**Предоставленный текст**
АЛЕКСАНДР ПЯТИГОРСКИЙ
СВОБОДНЫЙ ФИЛОСОФ ПЯТИГОРСКИЙ
том 2
ИСТОРИОСОФИЯ ПОЗДНЕГО ВЛАДИМИРА СОЛОВЬЕВА
Предварительный комментарий Кирилла Кобрина
Василий Розанов не мог спокойно говорить о Владимире Соловьеве. Не то чтобы он ему завидовал, нет, он им, по его же собственному выражению, «любовался», но не любил. Соловьев раздражал Розанова, оттого Василий Васильевич все время поминает Владимира Сергеевича не то чтобы издевательски или даже с душевной ненавистью, как Гоголя, нет, именно с раздражением, и только.
Что же так раздражало Розанова в Соловьеве? Отвлеченность. Гордость. Невнимание к мелочам жизни, которые так любил Розанов, наивно считая, что он, наивный человек, в этих мелочах хоть что-то смыслит (не смыслил, придумал, что смыслит, даже целую систему сочинил, опираясь на свое фантастическое — в прямом смысле этого слова — знание жизни). Соловьев — как Ницше, как потом Шпенглер, с которыми его сравнивает Пятигорский, — не делал вида, что его интересует «повседневность»; его занимали совсем другие вещи. И вот это соловьевское нежелание прикидываться так злило Розанова.

**Исходные материалы**
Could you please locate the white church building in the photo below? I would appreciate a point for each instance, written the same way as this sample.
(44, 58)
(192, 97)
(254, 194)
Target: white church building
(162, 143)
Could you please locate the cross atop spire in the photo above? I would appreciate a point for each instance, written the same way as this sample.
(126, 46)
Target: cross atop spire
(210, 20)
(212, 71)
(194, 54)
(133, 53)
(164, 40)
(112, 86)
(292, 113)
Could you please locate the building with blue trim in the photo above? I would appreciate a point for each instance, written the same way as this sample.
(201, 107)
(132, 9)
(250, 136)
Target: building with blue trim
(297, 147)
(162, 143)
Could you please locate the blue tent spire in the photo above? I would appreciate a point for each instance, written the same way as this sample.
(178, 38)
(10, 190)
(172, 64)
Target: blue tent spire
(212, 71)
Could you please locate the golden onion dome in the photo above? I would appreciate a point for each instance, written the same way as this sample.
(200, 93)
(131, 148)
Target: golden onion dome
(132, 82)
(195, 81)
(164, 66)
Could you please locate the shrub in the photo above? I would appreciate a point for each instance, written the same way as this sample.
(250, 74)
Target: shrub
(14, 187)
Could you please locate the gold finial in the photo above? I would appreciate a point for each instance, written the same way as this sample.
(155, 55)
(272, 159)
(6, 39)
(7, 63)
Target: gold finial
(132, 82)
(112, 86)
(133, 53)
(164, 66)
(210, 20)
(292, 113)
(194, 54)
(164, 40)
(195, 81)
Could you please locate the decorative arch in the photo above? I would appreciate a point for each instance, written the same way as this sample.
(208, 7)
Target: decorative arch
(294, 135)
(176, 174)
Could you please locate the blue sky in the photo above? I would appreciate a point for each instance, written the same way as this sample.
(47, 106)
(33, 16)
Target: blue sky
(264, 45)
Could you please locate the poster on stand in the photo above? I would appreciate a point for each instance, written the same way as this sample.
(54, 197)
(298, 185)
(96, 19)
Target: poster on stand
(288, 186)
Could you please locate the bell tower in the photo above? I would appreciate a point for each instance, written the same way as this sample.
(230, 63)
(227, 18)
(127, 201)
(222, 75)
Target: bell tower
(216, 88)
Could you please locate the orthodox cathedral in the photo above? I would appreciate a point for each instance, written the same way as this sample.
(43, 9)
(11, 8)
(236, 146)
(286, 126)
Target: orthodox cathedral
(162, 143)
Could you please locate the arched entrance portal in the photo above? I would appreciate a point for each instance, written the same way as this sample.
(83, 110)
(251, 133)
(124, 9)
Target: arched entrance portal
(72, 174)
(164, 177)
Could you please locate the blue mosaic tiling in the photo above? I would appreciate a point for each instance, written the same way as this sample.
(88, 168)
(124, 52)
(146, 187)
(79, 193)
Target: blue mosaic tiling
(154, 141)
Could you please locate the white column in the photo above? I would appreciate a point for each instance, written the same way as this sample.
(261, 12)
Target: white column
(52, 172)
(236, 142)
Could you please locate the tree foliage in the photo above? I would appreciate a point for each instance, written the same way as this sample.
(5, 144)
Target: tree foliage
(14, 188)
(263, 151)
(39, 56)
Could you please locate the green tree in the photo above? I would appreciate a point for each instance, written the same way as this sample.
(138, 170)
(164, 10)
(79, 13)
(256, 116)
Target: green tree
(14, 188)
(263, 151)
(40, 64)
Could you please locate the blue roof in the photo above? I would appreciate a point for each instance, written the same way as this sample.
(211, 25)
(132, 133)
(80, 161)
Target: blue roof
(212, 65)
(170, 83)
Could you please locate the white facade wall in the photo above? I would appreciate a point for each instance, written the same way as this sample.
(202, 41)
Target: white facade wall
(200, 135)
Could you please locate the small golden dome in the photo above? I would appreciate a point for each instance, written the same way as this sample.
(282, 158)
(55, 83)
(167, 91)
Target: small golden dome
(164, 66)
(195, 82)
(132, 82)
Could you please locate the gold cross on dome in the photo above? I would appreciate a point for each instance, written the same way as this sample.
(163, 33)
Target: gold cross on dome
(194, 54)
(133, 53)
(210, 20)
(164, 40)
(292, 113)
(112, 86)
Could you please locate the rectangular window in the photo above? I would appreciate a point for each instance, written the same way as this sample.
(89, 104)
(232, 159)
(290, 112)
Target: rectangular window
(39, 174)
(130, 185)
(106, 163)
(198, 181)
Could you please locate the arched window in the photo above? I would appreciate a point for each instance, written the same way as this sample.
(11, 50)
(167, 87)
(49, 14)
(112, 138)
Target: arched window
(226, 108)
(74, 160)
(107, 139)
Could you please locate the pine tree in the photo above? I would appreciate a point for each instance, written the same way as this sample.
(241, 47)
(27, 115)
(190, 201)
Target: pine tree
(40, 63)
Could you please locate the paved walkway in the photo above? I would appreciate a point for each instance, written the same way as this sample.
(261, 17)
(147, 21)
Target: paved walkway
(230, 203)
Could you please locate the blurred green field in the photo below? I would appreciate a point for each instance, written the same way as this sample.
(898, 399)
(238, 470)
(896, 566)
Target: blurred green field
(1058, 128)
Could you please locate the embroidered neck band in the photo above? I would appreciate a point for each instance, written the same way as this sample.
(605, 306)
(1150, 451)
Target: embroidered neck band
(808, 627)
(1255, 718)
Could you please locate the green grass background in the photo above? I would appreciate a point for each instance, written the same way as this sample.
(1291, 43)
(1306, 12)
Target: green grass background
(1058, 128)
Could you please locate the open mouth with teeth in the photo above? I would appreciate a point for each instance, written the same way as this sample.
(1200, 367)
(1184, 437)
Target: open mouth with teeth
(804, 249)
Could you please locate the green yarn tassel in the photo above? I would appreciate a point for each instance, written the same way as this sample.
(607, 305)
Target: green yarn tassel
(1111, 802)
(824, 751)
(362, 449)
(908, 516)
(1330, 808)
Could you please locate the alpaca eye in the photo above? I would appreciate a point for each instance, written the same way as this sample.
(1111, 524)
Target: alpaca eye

**Задание**
Проверьте, согласуются ли с текстом о Розанове и Соловьеве три утверждения. Для каждого ответьте «да» или «нет» и дословно приведите решающие слова текста.
1. Розанов завидовал Соловьеву.
2. Пятигорский сравнивает Соловьева с Ницше и Шпенглером.
3. Розанова злило нежелание Соловьева прикидываться.

**Ответ**
1. Нет: «Не то чтобы он ему завидовал, нет».
2. Да: «как Ницше, как потом Шпенглер, с которыми его сравнивает Пятигорский».
3. Да: «И вот это соловьевское нежелание прикидываться так злило Розанова».